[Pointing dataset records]
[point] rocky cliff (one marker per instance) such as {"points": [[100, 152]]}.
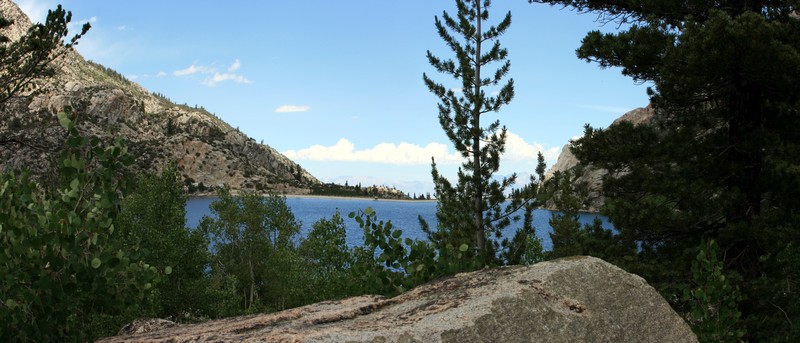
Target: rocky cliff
{"points": [[208, 151], [591, 176], [576, 299]]}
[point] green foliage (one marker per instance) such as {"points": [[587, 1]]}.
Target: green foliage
{"points": [[154, 217], [329, 261], [713, 298], [253, 237], [719, 161], [25, 61], [388, 264], [474, 211], [62, 264]]}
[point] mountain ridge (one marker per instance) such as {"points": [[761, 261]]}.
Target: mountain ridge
{"points": [[207, 151]]}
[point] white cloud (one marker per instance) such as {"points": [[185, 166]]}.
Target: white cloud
{"points": [[214, 77], [292, 108], [221, 77], [76, 25], [603, 108], [36, 10], [235, 66], [517, 150], [385, 153], [194, 69]]}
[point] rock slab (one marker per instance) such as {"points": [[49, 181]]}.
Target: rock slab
{"points": [[575, 299]]}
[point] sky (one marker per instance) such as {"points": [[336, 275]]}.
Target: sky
{"points": [[337, 85]]}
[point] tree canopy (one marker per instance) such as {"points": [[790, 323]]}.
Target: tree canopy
{"points": [[721, 159], [473, 211]]}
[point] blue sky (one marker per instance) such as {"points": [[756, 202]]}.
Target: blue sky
{"points": [[337, 85]]}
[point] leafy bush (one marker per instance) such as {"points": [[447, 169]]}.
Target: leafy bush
{"points": [[62, 264]]}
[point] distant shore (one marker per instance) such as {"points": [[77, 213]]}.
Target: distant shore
{"points": [[332, 197]]}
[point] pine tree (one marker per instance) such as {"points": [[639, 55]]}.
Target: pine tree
{"points": [[472, 210], [721, 160], [28, 59]]}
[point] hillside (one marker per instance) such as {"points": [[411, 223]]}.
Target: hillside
{"points": [[588, 174], [207, 151]]}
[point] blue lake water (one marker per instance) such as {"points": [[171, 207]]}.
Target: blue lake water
{"points": [[402, 214]]}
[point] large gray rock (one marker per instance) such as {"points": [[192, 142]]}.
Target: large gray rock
{"points": [[577, 299], [589, 175], [206, 150]]}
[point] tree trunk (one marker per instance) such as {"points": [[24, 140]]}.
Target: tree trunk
{"points": [[476, 141]]}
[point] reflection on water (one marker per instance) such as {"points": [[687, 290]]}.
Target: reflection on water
{"points": [[403, 215]]}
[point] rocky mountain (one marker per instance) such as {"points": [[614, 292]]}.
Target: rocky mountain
{"points": [[207, 151], [574, 299], [588, 174]]}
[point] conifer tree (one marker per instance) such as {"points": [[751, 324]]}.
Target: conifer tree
{"points": [[472, 211], [721, 159]]}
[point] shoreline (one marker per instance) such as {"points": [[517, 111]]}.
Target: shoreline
{"points": [[332, 197]]}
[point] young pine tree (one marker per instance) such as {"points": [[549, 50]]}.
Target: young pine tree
{"points": [[473, 210]]}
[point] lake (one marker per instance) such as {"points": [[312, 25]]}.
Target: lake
{"points": [[402, 214]]}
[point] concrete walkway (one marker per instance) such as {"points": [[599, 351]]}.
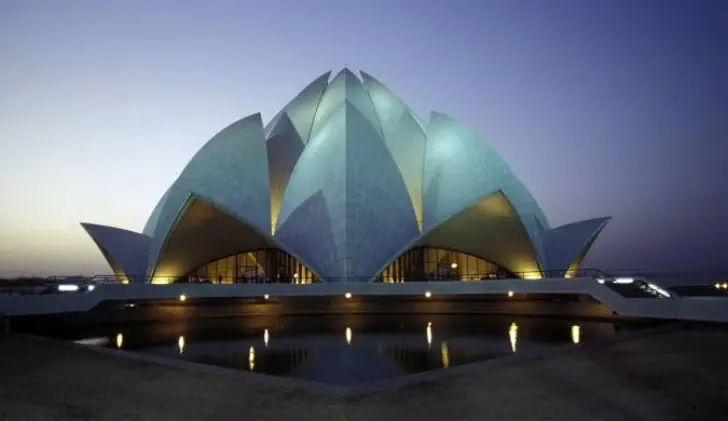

> WORK TO COMPLETE:
Write out everything from the line containing "[point] reflection on" down through the end of the records, reproducing each line exactly. Leave the pictures out of your answer.

> TASK RESULT:
[point] reflection on water (one marker per instance) such as {"points": [[687, 290]]}.
Target: reflection on water
{"points": [[403, 215]]}
[point] rocky mountain (one marker per instance) such as {"points": [[614, 292]]}.
Target: rocky mountain
{"points": [[207, 151], [574, 299], [588, 174]]}
[point] conifer tree (one marker per instance) such as {"points": [[751, 324]]}.
Target: conifer tree
{"points": [[472, 211], [721, 159]]}
[point] shoreline (one marker per instance) such as {"points": [[517, 111]]}.
Target: shoreline
{"points": [[332, 197]]}
[point] young pine tree (one marker per instance) such as {"points": [[549, 50]]}.
Target: young pine tree
{"points": [[473, 210]]}
[point] lake (one marker per instance) such as {"points": [[312, 25]]}.
Target: lake
{"points": [[402, 214]]}
[point] concrete walkway (one marker per instance) such as {"points": [[599, 351]]}.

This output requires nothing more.